---------- DATOS MOSTRADOS

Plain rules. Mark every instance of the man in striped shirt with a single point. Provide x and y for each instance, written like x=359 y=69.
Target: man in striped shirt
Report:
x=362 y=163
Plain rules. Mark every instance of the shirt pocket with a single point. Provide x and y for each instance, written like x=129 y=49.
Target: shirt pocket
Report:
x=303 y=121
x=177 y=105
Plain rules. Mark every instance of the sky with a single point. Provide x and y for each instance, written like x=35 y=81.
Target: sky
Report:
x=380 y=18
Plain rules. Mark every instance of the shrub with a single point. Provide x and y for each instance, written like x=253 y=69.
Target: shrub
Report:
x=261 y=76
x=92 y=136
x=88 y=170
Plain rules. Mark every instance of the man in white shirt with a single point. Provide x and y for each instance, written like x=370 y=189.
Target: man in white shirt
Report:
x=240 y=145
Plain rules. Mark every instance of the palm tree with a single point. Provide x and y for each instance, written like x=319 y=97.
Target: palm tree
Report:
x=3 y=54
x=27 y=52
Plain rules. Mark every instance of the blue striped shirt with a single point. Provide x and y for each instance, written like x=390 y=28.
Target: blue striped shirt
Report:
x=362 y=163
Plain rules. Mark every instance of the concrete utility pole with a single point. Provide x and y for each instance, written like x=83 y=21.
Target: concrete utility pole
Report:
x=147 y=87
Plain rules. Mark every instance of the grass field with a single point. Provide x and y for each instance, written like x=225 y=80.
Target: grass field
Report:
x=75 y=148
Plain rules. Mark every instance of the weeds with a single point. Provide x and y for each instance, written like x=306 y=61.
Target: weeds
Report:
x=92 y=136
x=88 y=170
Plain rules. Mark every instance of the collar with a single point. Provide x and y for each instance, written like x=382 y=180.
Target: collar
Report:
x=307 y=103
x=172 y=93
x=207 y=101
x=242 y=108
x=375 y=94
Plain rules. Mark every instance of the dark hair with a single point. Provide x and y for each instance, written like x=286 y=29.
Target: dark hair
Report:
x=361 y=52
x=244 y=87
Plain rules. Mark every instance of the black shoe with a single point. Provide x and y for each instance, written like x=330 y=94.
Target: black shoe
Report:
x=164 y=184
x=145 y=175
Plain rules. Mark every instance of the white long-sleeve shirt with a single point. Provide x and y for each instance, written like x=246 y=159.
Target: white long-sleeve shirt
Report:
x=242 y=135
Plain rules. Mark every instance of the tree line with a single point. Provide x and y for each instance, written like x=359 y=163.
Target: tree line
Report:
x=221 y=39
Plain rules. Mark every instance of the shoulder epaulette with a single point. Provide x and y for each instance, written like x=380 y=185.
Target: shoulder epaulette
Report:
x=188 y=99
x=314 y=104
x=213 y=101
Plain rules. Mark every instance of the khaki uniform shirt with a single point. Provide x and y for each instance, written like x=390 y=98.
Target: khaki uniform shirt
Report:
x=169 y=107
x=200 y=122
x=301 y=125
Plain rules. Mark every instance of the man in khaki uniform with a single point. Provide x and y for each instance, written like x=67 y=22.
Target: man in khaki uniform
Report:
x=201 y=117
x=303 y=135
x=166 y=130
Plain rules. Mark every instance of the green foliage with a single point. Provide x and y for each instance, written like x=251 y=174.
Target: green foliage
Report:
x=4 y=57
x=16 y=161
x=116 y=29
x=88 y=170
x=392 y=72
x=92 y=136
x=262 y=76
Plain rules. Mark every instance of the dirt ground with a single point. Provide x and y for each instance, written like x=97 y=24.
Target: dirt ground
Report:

--------------------

* OBJETIVO
Presenta todas las líneas anteriores como una lista numerada y omite las que estén en blanco.

* RESULTADO DEL EJERCICIO
1. Plain rules. Mark every instance of the man in striped shirt with a single point. Provide x and y for each instance, written like x=359 y=69.
2. Target: man in striped shirt
3. Report:
4. x=362 y=163
5. Plain rules. Mark every instance of the shirt pocket with a single point. Provide x and y for each instance, written like x=129 y=49.
6. Target: shirt pocket
7. Report:
8. x=303 y=121
9. x=177 y=105
10. Plain rules. Mark every instance of the sky with a single point. Provide x and y for each instance, written like x=35 y=81.
11. Target: sky
12. Report:
13. x=380 y=18
14. Plain rules. Mark every instance of the shrub with a single point. Provide x and y for each instance, written like x=253 y=69.
15. Target: shrub
16. Report:
17. x=261 y=76
18. x=92 y=136
19. x=88 y=170
20. Plain rules. Mark every instance of the man in white shirt with a single point. Provide x and y for each instance, written like x=370 y=189.
21. Target: man in white shirt
22. Report:
23. x=240 y=145
24. Plain rules. Mark every instance of the palm tree with a single point. Provide x and y for each instance, written like x=319 y=97.
25. Target: palm tree
26. Report:
27. x=3 y=54
28. x=27 y=52
29. Plain rules. Mark every instance of the blue striped shirt with a single point. Provide x and y for each instance, written like x=390 y=28.
30. Target: blue striped shirt
31. Report:
32. x=362 y=163
33. Plain rules. Mark every instance of the concrete utility pole with a single point. Provide x and y for each instance, written like x=83 y=21.
34. Target: concrete utility pole
35. Report:
36. x=147 y=87
37. Plain rules. Mark every instance of the grass field with a single point. Provide x and y for each instance, written like x=225 y=80.
38. Target: grass field
39. Report:
40. x=75 y=148
41. Plain rules. Mark every instance of the weeds with a single point. Provide x and y for each instance, written like x=306 y=61.
42. Target: weeds
43. Report:
44. x=92 y=136
45. x=88 y=170
46. Plain rules. Mark every instance of the collar with a single point. Provide x and y for each instance, written like x=382 y=180.
47. Target: collar
48. Report:
49. x=307 y=103
50. x=172 y=93
51. x=207 y=101
52. x=242 y=108
53. x=375 y=94
54. Plain rules. Mark every instance of the dark hair with a single point. Provide x and y for each instance, written like x=286 y=29.
55. Target: dark hair
56. Report:
57. x=361 y=52
58. x=244 y=87
59. Plain rules. Mark every instance of the black shoe with a single point. Provide x and y for each instance, written like x=330 y=94.
60. Target: black shoe
61. Report:
62. x=164 y=184
63. x=145 y=175
64. Plain rules. Mark every instance of the white long-sleeve shirt with a single point. Provide x and y for each instance, written like x=246 y=159.
65. Target: white long-sleeve shirt
66. Report:
67. x=242 y=135
68. Plain rules. Mark every instance of the tree line with a single point. Provide x and y for each instance, written like x=359 y=163.
69. Target: tree line
70. Report:
71. x=221 y=39
72. Plain rules. Mark every instance of the shoulder epaulette with a single point. Provide x and y for each instance, written like x=380 y=185.
73. Target: shoulder epaulette
74. Report:
75. x=188 y=99
76. x=314 y=104
77. x=213 y=101
78. Plain rules. Mark every instance of the khaki uniform shirt with a single point. Provide x and y for each instance, written like x=390 y=98.
79. Target: khaki uniform shirt
80. Report:
81. x=169 y=107
82. x=200 y=122
83. x=301 y=125
84. Plain rules. Mark every instance of the man in khaki uniform with a single point. Provide x and y for each instance, written like x=67 y=22.
85. Target: man in khaki uniform
86. Report:
87. x=201 y=117
88. x=303 y=135
89. x=166 y=130
90. Plain rules. Mark every instance of the green foliage with a single point. Provide x and y for each instance, written like x=251 y=174.
91. Target: green foliage
92. Report:
93. x=4 y=57
94. x=16 y=161
95. x=116 y=29
96. x=88 y=170
97. x=392 y=72
98. x=92 y=136
99. x=262 y=76
100. Plain rules. Mark every instance of the dirt ground with a single point. Provide x and y for each instance, written like x=97 y=24.
101. Target: dirt ground
102. Report:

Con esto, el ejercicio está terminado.